To do →
Where the records below show the word "container" in a line, please copy that line.

Source records
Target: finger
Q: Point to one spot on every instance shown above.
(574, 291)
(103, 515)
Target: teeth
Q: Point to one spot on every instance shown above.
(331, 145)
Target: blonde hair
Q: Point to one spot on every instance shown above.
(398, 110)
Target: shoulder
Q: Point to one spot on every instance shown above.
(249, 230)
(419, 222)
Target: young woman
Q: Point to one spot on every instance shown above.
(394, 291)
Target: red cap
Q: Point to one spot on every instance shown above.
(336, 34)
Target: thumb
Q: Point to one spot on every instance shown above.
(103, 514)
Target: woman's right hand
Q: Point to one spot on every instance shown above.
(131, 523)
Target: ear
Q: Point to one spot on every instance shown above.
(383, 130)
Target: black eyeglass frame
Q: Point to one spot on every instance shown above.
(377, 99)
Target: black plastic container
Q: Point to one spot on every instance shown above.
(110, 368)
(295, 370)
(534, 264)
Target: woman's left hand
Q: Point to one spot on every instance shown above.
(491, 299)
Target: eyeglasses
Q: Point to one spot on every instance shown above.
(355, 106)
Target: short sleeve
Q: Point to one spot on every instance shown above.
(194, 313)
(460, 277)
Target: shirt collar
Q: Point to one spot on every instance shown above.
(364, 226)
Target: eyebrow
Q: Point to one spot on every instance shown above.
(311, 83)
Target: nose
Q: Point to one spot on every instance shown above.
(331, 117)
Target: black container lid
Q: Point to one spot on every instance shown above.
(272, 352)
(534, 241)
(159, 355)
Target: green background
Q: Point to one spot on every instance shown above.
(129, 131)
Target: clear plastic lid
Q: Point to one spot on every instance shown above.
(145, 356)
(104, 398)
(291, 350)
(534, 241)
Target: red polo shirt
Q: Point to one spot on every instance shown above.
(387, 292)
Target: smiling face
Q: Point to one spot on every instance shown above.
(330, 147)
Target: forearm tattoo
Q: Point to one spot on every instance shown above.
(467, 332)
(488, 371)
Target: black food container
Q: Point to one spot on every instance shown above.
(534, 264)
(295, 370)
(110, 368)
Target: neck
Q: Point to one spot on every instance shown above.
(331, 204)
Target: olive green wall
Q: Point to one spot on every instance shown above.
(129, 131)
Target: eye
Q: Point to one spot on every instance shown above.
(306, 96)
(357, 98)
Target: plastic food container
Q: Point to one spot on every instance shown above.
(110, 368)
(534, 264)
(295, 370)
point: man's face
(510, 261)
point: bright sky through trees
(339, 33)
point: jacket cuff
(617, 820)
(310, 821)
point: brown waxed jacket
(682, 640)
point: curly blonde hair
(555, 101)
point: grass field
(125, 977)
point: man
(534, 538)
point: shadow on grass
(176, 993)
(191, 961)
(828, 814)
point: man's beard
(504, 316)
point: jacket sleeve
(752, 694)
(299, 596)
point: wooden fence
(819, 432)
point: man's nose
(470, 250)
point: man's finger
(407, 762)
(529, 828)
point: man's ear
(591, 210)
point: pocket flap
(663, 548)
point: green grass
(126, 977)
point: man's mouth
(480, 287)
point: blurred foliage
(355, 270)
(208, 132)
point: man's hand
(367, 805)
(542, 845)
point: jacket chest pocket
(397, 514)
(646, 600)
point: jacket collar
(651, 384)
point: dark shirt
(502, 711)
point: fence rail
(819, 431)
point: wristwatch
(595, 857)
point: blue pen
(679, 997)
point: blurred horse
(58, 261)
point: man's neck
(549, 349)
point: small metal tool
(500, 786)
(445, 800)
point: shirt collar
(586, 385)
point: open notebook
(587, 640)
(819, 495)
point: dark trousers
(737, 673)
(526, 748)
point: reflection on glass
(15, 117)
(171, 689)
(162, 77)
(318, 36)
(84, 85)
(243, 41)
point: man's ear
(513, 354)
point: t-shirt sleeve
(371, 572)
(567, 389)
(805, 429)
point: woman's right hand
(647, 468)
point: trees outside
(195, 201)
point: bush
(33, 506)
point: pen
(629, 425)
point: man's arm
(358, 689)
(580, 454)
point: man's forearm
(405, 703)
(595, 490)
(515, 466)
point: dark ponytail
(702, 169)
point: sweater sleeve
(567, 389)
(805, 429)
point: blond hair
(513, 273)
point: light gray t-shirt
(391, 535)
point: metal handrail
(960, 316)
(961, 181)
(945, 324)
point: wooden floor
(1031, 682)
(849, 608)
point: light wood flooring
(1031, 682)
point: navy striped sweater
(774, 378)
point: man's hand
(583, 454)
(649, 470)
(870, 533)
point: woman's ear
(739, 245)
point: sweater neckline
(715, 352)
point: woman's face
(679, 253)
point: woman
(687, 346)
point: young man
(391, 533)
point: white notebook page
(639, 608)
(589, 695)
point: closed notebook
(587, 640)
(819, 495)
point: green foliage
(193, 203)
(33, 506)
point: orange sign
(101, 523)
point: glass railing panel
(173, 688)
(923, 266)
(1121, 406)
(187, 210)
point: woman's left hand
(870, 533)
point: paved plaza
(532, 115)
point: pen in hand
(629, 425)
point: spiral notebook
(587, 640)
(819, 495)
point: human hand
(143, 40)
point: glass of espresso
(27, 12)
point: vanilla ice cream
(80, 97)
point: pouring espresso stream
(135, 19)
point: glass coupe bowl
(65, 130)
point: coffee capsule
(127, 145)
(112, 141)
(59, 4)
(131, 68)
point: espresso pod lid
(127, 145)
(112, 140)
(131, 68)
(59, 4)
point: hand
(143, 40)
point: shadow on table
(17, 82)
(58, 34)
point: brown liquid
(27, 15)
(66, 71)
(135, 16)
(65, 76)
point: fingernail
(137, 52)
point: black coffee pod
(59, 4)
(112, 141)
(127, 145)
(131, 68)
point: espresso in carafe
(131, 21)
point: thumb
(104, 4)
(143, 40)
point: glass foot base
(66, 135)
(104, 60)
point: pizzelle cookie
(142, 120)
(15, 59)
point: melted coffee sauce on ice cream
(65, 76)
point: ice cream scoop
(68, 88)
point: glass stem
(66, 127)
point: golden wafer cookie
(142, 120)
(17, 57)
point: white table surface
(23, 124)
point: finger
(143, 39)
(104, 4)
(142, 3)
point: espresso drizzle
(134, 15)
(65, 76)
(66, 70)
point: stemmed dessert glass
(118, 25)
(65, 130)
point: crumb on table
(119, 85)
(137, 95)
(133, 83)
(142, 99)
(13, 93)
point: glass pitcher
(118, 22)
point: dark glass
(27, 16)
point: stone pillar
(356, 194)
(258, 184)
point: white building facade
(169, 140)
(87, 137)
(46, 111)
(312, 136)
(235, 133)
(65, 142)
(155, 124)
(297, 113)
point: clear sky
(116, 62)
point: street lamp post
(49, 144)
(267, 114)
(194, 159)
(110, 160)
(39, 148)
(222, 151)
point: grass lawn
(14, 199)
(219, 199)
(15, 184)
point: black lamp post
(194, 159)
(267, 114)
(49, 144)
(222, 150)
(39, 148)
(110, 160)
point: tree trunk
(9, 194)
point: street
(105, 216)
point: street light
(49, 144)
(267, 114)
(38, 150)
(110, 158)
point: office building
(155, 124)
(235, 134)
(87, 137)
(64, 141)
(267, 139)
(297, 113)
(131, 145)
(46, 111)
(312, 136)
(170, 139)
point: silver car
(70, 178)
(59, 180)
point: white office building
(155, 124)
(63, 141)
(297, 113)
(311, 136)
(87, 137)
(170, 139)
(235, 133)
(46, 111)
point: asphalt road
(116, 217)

Exercise result →
Target: black plastic container
Target: black container lid
Target: black food container
Target: plastic food container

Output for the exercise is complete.